**TEXTAUSZUG**
Da bist du wohl im falschen Forum gelandet. Es sei denn, es geht dir um die Erstellung der Bilder an sich.


----------



## Mway-Tuning (17. April 2005)

Jetzt verstehe ich dein Problem nicht ganz wie der Quelltext schon sagt sind die Buchstaben nicht als font abgelegt sondern da wurde wohl jeder Buchstaben mit einem Grafikprogramm erstellt und per HTML als Grafik eingebunden. 

Hoffe ich habe die Frage richtig verstanden !


----------



## blue alien (17. April 2005)

*gg* sry das meine frage nicht eindeutig war...

das jeder buchstabe einzelnt ine ine grafik gemacht worden ist weiß ich...

ich will wissen wie man das macht... kennt jemand ein programm dafür oder ein tutorial oder sonst irgendwas...

das problem is der abstand und das zentrieren... nicht hoch und runter sondern links und rechts un wie wieviel leerraum zwischen dem buchstaben un dem rand des bildes... da ja jeder buchstabe eine andere breite hat... damit wenn man sie zusammen setzt nicht zu weit auseinander sind...


----------



## Fiene (17. April 2005)

Ah,
 ich glaube ich weiß was du meinst. Du erstellst in Photoshop den Text als Bild, dann setzt du zwischen die eizelnen Zeichen Hilfslinien, anschließend zu Image Ready wechseln( gehört zu Photoshop), falls du damit arbeitest, und dann Slices entlang der Hilfslinien erstellen und fertig sind die Bildchen mit den Abständen. Nur noch als optimierte Version speichern.
 Gruß Fiene


----------

**BEREITGESTELLTE ZEILEN**
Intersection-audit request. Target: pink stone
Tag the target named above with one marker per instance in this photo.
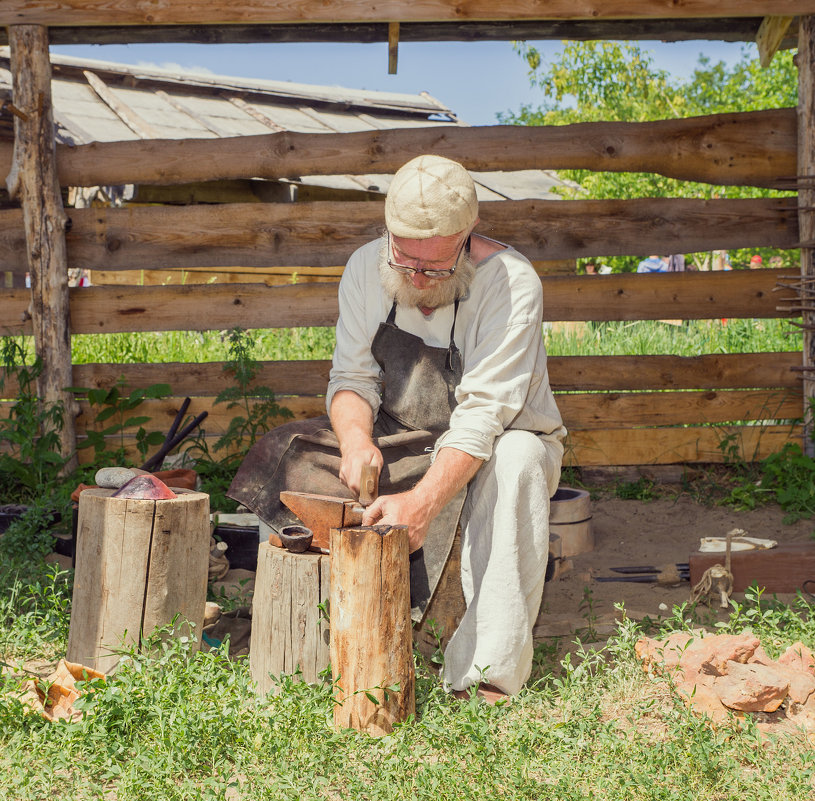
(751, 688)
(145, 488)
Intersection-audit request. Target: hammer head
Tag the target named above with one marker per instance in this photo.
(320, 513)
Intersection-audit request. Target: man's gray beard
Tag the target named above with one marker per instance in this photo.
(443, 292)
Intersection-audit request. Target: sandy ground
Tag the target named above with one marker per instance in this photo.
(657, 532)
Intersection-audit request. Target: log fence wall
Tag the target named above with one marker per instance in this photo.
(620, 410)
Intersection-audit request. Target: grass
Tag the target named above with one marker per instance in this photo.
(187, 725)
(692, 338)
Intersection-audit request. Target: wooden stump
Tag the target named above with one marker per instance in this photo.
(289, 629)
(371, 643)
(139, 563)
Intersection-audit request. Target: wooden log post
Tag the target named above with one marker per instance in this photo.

---

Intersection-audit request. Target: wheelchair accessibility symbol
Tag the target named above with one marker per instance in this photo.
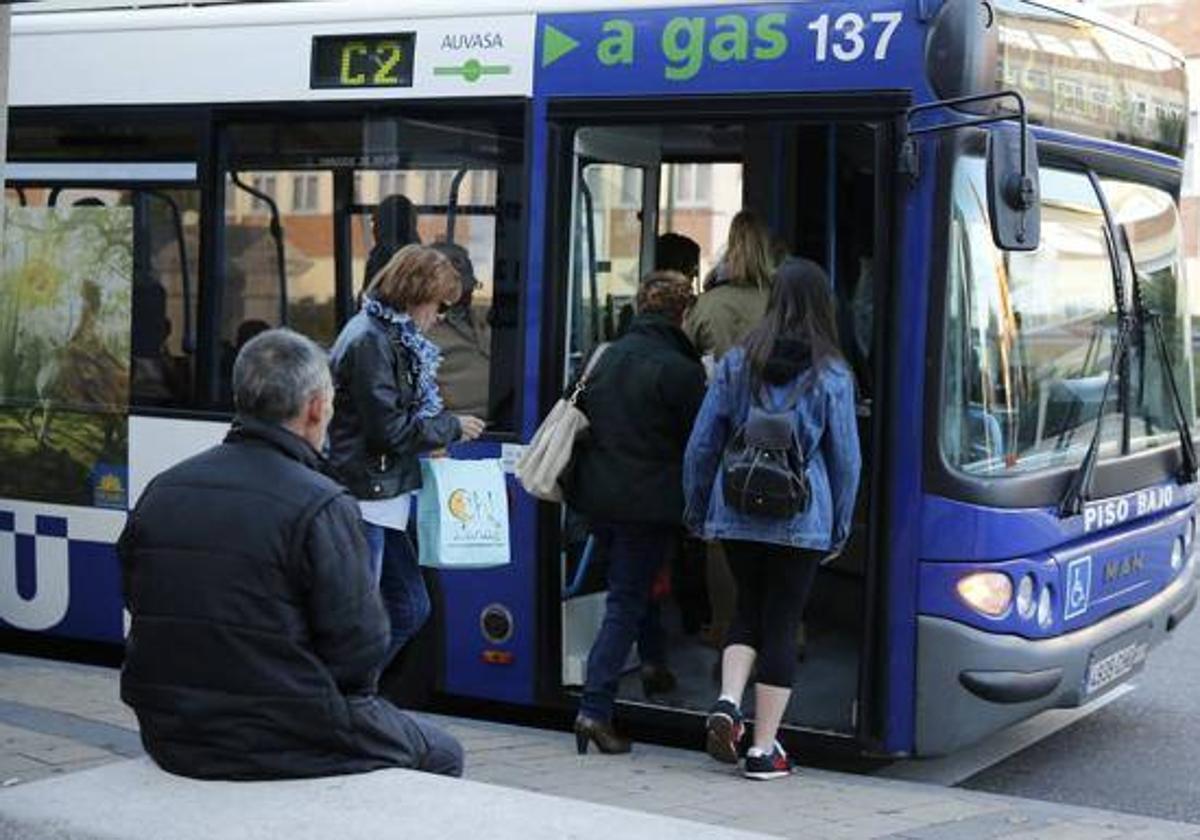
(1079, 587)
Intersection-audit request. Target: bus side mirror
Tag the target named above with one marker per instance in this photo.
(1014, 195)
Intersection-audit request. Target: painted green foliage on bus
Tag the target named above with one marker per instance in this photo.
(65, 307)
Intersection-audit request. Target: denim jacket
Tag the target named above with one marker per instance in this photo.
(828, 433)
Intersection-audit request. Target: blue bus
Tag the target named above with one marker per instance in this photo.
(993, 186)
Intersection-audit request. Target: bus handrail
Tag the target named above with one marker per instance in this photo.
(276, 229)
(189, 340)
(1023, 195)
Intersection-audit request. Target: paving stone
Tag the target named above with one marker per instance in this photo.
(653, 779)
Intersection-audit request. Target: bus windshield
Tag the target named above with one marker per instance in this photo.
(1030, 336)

**AUFGABEN**
1. Stimmen die folgenden Aussagen mit dem Textauszug überein? Antworten Sie jeweils mit Ja oder Nein und zitieren Sie die entscheidenden Worte wörtlich: (a) Die Buchstaben auf der Seite sind als Schrift abgelegt. (b) Image Ready gehört zu Photoshop. (c) blue alien wusste nicht, dass jeder Buchstabe einzeln als Grafik erstellt wurde.
2. Erklären Sie in ein bis drei Sätzen, warum der Abstand links und rechts bei den einzelnen Buchstabenbildern laut Textauszug ein Problem darstellt.
Zur Bearbeitung wird ausschließlich der Textauszug herangezogen.

**LÖSUNGEN JE AUFGABE**
1.
(a) Nein: „sind die Buchstaben nicht als font abgelegt“
(b) Ja: „zu Image Ready wechseln( gehört zu Photoshop)“
(c) Nein: „das jeder buchstabe einzelnt ine ine grafik gemacht worden ist weiß ich...“

2. Jeder Buchstabe hat eine andere Breite. Deshalb muss der Leerraum zwischen dem Buchstaben und dem Bildrand passend gewählt werden. Nur so stehen die Buchstaben beim Zusammensetzen nicht zu weit auseinander.